▶ **RECORDS PROVIDED**
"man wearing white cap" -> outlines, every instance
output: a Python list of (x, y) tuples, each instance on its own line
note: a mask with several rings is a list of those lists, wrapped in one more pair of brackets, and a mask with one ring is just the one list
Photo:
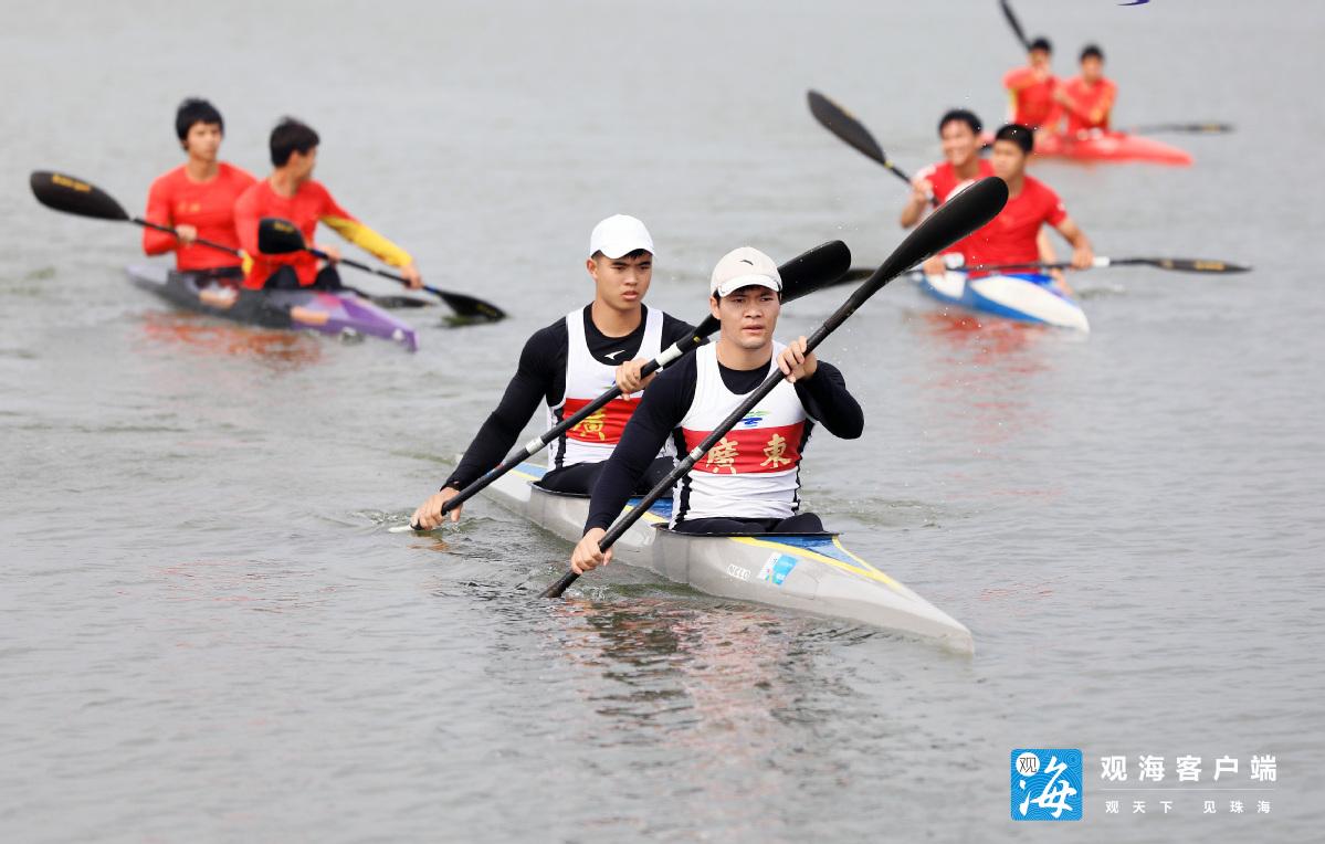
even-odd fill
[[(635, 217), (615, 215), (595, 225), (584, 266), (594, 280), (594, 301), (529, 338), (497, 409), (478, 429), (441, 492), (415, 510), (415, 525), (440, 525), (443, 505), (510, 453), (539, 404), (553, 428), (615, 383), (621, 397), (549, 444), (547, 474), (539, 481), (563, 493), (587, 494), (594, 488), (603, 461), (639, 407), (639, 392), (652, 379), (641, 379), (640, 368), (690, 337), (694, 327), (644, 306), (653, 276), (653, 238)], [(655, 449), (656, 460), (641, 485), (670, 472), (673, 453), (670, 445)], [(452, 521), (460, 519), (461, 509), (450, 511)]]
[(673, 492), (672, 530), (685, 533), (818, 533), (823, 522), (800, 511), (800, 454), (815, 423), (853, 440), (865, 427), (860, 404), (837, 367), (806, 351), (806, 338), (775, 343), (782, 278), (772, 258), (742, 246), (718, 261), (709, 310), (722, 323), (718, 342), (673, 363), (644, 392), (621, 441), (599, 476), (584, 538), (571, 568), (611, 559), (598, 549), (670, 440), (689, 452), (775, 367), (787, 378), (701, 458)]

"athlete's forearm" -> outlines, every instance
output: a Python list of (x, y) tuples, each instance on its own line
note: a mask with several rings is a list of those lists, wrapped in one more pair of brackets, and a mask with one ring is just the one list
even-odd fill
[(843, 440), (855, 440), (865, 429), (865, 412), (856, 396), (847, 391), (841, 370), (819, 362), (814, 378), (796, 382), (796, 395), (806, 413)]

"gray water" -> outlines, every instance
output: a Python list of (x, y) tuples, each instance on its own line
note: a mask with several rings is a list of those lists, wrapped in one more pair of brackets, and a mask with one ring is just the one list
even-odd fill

▶ **SET PROBLEM**
Resize the stretch from the start of the data through the line containing "509), (450, 511)]]" by writing every line of it again, wording and all, with each x and y value of the outline points multiplied by 1.9 and rounded to a whole number, halves going up. Leave the pictures out.

▶ **EXERCISE ANSWER**
"man wearing white cap" -> outlines, every instance
output: a Python list of (x, y) tuples, each instance on its own line
note: a mask with several rings is a list of those lists, wrapped in one more pair of brackets, and a mask with one ring is just the one list
Photo:
even-odd fill
[[(1207, 412), (1169, 409), (1131, 428), (1110, 505), (1129, 532), (1129, 572), (1005, 642), (944, 777), (908, 815), (838, 935), (789, 969), (789, 998), (836, 998), (842, 960), (969, 861), (1024, 768), (1051, 813), (1169, 728), (1180, 754), (1043, 844), (1039, 901), (1024, 914), (1070, 937), (1115, 939), (1129, 927), (1146, 876), (1214, 773), (1214, 745), (1239, 720), (1218, 720), (1216, 699), (1311, 640), (1319, 621), (1224, 581), (1241, 524), (1241, 452)], [(1245, 853), (1246, 874), (1218, 922), (1273, 897), (1279, 861), (1273, 846)], [(859, 990), (874, 986), (876, 967), (855, 971)]]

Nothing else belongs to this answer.